▸ TEXTO DE ESTUDIO:
En esta lectura desordenada que estoy
haciendo de la obra de del Molino desde que le descubrí con La memoria de los peces, su último
libro, le llega ahora el turno al que publicó después de La hora violeta. Tras estos dos grandes libros no es fácil apreciar
en su justa medida el que comento, de hecho me ha gustado menos que los
anteriores, pero es que estos me gustaron mucho.
Dice el autor hacia la mitad del libro:
“No recreo una época, sino que la creo
desde la nada. Estas supuestas memorias familiares son lo más fabuloso y
ficticio que he escrito nunca. La realidad que las ampara sólo existió mientras
fue enunciada y se murió al mismo tiempo que nacía. Estas páginas son ficciones
sin registros fósiles.” (p. 120)
Y lo dice después de habernos detallado
muchos momentos de la batalla del Ebro porque en ella participó el gran
protagonista del libro, su abuelo José Molina; y habernos descrito imágenes del
pistolerismo de los veinte y hablado de la figura del Noi del Sucre; o de haber
establecido paralelismos entre los bares a los que acudía su abuelo de joven y
a los que iba el autor a los veinte años… Y es que la novela no deja de ser,
como suele pasar con del Molino, una recuperación de su historia personal al
mismo tiempo que cuenta las historias de otros personajes. (A veces leyendo sus
libros he tenido la tentación de pensar si no se estará psicoanalizando
cobrando a los lectores en lugar de pagando a un especialista). También muestra
varios trozos de la historia de España a través de una familia de emigrantes:
sus trabajos, sus viviendas o los barrios ya sea en Zaragoza o en Madrid.
Una familia de la que dice (en el fondo
desde el máximo afecto):
Mi familia no me ha legado más que genes
torcidos. (…) Creo que lo único que de verdad me ha enseñado mi familia es a
morirme muy despacio.” (p. 182)

▸ FILAS PROPORCIONADAS:

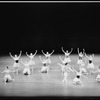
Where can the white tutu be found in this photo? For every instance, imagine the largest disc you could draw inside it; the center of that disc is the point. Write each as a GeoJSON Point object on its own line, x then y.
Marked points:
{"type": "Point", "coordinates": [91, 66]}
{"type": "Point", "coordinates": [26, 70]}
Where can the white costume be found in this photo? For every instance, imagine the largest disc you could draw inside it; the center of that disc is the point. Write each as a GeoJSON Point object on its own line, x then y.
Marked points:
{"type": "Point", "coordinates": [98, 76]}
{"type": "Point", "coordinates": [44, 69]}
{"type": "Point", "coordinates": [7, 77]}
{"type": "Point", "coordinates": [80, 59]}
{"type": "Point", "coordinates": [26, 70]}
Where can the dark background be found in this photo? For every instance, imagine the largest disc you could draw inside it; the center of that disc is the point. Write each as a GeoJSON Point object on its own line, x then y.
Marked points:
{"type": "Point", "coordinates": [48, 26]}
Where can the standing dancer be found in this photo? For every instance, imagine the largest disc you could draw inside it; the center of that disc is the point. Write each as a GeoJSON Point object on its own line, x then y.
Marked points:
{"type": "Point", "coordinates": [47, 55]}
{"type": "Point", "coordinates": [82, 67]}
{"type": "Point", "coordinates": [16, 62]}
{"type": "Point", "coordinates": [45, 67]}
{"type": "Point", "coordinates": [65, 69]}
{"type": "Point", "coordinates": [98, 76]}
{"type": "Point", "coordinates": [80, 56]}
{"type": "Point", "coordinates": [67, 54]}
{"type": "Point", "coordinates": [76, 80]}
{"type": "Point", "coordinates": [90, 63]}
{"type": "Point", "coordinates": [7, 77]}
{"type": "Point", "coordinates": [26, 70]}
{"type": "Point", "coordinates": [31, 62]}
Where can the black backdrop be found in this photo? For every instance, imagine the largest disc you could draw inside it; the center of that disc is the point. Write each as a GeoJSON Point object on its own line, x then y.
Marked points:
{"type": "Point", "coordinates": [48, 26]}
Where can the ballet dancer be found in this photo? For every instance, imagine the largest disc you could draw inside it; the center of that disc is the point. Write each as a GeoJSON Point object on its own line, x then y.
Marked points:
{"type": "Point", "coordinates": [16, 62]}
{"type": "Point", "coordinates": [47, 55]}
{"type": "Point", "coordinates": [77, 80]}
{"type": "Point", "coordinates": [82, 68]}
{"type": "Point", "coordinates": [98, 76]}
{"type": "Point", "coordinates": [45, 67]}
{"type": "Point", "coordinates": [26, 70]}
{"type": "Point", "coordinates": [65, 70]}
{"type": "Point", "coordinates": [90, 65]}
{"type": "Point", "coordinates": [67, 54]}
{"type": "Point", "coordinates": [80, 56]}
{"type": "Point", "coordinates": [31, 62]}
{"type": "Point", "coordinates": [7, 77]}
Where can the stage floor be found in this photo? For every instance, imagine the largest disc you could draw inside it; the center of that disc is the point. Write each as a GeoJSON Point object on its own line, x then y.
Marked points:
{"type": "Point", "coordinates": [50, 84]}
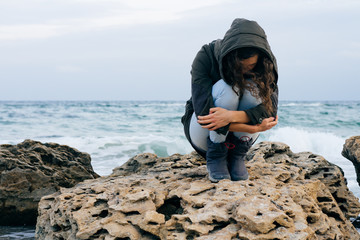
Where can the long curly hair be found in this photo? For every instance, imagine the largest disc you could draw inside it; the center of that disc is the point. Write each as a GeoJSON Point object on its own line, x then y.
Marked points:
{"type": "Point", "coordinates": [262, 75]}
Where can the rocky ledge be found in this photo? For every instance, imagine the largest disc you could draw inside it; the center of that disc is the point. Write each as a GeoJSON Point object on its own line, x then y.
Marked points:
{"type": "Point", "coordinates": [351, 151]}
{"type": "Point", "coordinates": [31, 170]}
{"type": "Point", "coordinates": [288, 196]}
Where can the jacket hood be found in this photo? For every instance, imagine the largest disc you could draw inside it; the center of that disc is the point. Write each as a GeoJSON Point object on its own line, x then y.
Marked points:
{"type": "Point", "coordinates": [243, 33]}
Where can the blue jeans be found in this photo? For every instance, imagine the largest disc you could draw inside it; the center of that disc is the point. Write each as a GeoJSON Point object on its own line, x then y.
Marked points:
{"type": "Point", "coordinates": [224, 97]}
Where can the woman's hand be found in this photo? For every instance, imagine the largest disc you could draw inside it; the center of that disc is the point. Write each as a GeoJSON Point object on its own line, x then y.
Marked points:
...
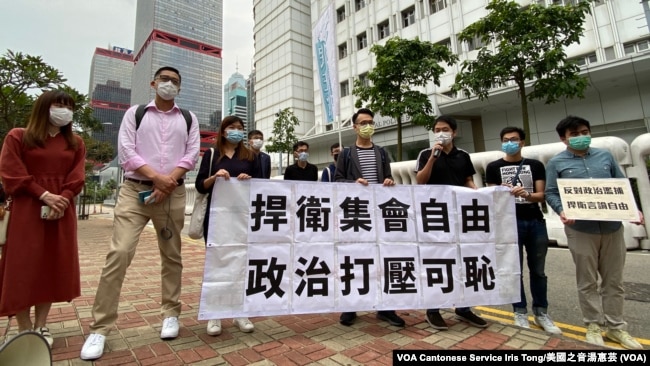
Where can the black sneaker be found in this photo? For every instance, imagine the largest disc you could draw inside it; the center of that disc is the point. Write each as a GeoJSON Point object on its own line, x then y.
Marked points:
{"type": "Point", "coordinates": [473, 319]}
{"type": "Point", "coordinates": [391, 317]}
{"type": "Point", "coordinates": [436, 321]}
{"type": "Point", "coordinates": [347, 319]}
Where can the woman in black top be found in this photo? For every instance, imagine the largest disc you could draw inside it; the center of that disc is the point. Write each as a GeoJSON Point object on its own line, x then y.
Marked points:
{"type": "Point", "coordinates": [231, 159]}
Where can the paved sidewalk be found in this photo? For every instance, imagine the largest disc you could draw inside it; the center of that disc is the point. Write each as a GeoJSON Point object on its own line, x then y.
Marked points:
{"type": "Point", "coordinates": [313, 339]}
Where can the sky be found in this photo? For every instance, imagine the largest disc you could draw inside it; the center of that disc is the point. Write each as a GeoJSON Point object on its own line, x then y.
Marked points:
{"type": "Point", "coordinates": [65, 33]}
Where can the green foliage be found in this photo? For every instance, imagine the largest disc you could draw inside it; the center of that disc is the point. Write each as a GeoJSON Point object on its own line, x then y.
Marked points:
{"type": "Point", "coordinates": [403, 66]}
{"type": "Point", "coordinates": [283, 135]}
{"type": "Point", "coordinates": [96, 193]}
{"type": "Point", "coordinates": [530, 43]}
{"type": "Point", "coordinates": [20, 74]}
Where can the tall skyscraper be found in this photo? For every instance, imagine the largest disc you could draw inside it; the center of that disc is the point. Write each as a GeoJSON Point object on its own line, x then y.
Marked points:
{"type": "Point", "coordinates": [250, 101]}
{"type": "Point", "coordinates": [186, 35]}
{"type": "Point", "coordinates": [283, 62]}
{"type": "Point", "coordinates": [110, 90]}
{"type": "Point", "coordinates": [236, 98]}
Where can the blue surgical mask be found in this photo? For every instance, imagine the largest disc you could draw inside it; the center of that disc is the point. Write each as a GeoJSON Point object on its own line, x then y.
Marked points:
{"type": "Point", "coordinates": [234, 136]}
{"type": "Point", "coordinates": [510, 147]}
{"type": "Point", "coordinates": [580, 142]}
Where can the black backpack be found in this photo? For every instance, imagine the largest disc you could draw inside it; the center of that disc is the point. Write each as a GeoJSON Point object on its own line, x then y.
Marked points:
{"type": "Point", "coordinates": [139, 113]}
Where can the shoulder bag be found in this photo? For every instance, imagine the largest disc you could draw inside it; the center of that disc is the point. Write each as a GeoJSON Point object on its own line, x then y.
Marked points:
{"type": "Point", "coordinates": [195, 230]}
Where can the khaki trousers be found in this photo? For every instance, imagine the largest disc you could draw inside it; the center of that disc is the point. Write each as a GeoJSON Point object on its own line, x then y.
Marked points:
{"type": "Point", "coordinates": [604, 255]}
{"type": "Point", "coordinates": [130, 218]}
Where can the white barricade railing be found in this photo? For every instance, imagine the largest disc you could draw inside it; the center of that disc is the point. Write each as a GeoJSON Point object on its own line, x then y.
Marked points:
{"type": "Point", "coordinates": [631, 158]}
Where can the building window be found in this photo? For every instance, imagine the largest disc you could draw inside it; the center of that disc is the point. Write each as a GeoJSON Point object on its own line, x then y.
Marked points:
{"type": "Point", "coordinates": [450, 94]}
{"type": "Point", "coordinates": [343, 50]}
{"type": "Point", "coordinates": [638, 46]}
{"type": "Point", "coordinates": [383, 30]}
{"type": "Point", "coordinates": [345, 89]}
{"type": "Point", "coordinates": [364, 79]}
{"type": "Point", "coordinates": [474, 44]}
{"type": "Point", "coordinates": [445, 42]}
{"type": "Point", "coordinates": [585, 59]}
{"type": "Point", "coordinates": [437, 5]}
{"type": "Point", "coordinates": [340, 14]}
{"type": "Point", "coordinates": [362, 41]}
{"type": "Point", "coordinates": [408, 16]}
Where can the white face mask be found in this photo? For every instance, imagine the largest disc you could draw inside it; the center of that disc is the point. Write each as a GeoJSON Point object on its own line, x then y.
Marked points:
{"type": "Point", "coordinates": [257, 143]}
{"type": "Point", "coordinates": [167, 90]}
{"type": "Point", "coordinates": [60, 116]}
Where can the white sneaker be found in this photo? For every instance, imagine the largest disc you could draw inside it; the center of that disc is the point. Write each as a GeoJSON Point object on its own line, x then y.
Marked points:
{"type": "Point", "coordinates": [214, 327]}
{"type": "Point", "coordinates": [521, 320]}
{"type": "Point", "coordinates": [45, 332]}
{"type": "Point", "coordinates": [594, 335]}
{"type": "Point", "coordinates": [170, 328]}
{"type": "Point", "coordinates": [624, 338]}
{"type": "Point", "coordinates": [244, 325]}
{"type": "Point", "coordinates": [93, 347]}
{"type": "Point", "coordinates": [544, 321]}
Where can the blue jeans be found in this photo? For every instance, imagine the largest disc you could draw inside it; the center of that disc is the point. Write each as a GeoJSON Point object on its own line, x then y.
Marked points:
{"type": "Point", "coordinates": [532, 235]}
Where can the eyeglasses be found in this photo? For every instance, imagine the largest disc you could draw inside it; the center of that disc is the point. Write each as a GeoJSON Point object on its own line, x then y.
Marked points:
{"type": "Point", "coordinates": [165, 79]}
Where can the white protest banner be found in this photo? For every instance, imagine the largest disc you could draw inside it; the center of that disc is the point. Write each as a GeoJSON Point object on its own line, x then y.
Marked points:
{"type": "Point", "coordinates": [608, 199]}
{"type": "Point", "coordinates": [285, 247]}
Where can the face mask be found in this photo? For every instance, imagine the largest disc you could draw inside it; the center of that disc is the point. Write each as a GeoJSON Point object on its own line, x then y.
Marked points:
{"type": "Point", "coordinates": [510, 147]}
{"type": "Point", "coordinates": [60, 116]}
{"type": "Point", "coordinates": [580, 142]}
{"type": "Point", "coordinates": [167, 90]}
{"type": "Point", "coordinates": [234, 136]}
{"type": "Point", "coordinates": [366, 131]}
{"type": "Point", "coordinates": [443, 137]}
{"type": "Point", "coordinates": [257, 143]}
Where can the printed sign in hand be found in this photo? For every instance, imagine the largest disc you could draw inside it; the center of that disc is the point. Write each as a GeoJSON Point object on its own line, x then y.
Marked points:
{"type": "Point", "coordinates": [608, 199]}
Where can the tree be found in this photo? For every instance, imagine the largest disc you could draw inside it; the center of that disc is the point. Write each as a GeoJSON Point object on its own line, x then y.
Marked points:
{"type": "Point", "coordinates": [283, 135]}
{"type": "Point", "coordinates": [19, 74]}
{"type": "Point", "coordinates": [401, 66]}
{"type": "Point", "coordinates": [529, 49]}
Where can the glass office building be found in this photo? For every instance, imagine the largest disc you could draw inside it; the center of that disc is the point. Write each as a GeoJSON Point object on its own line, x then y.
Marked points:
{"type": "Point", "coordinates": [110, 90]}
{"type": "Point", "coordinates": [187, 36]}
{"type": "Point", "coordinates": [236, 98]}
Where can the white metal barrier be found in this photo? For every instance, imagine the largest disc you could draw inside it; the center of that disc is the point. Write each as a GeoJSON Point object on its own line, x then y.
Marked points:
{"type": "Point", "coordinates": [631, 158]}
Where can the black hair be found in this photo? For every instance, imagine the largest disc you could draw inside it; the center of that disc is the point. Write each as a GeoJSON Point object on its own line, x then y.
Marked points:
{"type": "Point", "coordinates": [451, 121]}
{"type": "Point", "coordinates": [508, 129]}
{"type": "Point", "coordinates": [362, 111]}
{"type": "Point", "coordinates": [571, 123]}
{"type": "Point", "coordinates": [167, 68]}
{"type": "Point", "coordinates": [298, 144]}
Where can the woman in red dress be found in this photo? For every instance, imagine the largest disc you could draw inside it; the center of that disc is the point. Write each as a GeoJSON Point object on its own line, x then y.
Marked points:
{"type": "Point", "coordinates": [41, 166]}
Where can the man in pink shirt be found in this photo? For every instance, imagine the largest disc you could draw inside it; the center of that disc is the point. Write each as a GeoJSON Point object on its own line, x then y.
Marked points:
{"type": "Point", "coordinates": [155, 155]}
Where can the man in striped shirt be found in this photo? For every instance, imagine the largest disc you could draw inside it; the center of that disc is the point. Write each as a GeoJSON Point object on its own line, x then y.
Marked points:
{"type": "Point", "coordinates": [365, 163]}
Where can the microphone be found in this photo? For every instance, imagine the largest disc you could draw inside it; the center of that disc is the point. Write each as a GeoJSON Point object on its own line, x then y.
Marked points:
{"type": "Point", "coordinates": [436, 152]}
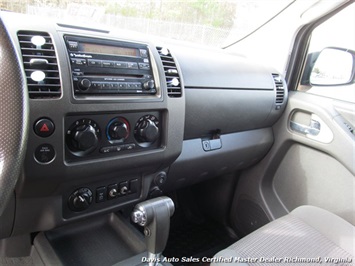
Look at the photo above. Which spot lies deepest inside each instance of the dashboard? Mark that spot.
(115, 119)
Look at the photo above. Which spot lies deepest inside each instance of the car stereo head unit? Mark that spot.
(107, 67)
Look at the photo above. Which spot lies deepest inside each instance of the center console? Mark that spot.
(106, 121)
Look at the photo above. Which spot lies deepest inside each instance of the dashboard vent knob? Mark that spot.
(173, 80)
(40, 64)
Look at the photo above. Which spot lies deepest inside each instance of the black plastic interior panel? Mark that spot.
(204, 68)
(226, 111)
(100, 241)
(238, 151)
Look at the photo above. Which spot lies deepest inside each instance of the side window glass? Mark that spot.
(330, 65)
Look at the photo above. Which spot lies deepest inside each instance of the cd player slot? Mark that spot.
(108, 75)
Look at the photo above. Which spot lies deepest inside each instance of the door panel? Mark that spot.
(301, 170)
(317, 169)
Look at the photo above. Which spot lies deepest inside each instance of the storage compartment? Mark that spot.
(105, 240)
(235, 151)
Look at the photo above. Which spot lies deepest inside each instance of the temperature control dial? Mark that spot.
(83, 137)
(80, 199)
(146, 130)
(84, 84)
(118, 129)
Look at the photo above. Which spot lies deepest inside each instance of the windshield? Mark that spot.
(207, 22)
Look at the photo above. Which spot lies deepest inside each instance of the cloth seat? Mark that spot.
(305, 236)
==
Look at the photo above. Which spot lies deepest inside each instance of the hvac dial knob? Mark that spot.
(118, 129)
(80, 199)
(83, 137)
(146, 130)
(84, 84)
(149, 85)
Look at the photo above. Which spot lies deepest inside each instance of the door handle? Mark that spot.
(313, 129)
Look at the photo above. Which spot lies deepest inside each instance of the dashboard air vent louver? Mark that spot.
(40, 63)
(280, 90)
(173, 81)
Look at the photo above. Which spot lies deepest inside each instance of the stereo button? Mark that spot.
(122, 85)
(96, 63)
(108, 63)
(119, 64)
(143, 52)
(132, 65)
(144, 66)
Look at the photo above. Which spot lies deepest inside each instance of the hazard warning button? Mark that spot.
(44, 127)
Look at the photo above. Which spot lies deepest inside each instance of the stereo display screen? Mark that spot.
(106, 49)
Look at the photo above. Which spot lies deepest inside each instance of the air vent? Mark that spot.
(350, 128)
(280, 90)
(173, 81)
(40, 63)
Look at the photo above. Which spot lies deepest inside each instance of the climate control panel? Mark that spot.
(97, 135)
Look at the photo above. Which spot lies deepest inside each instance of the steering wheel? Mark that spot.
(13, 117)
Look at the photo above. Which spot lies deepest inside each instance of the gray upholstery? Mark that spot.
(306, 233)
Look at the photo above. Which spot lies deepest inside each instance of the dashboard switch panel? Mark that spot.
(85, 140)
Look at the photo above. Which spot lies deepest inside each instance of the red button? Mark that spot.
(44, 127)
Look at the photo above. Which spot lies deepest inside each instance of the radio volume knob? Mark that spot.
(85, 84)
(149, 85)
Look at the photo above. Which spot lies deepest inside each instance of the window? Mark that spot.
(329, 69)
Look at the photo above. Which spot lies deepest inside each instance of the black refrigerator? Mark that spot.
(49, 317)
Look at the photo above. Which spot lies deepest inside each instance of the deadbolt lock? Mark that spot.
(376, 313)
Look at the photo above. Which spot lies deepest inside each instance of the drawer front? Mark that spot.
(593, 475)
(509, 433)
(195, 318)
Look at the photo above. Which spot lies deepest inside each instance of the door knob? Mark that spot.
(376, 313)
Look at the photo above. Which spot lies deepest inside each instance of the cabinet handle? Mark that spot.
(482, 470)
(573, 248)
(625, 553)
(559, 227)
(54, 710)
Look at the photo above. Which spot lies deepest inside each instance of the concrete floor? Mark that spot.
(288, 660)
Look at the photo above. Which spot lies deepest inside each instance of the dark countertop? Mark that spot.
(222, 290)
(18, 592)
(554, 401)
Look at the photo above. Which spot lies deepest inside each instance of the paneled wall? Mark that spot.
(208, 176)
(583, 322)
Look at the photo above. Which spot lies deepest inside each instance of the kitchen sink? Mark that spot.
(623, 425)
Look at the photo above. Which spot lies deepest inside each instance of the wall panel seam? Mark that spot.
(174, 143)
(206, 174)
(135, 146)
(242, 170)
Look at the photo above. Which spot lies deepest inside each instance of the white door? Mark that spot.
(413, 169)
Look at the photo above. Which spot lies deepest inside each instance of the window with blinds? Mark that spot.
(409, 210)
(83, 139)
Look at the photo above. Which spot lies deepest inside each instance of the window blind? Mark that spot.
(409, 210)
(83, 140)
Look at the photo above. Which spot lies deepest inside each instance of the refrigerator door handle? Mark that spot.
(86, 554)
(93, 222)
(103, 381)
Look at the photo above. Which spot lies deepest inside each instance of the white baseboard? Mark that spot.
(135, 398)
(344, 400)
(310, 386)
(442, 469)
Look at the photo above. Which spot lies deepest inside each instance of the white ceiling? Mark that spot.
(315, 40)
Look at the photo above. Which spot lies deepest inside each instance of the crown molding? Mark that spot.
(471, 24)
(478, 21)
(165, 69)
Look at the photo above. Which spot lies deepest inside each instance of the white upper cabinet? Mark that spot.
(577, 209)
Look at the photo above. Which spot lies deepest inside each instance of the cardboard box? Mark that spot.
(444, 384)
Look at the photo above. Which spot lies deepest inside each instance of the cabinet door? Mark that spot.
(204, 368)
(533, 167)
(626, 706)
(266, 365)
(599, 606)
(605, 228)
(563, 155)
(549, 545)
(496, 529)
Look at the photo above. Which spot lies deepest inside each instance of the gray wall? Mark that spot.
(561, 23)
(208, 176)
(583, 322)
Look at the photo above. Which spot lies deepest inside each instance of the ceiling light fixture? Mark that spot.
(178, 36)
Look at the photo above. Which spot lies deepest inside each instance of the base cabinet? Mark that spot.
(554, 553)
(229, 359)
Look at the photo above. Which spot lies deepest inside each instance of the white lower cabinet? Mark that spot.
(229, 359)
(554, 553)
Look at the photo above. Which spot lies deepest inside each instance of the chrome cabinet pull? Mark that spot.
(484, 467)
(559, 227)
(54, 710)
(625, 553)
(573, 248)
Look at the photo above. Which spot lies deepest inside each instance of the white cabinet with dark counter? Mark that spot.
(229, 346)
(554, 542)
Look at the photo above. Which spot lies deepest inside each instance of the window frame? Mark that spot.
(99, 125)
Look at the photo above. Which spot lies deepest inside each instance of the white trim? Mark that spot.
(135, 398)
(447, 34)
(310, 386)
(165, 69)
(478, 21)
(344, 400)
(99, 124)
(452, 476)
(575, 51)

▸ EL ENUNCIADO: Transcriba sin alteraciones el pasaje de la reseña que va desde "En esta lectura" hasta "me gustaron mucho.". Responda basándose exclusivamente en la reseña.

▸ TAREA RESUELTA:
En esta lectura desordenada que estoy
haciendo de la obra de del Molino desde que le descubrí con La memoria de los peces, su último
libro, le llega ahora el turno al que publicó después de La hora violeta. Tras estos dos grandes libros no es fácil apreciar
en su justa medida el que comento, de hecho me ha gustado menos que los
anteriores, pero es que estos me gustaron mucho.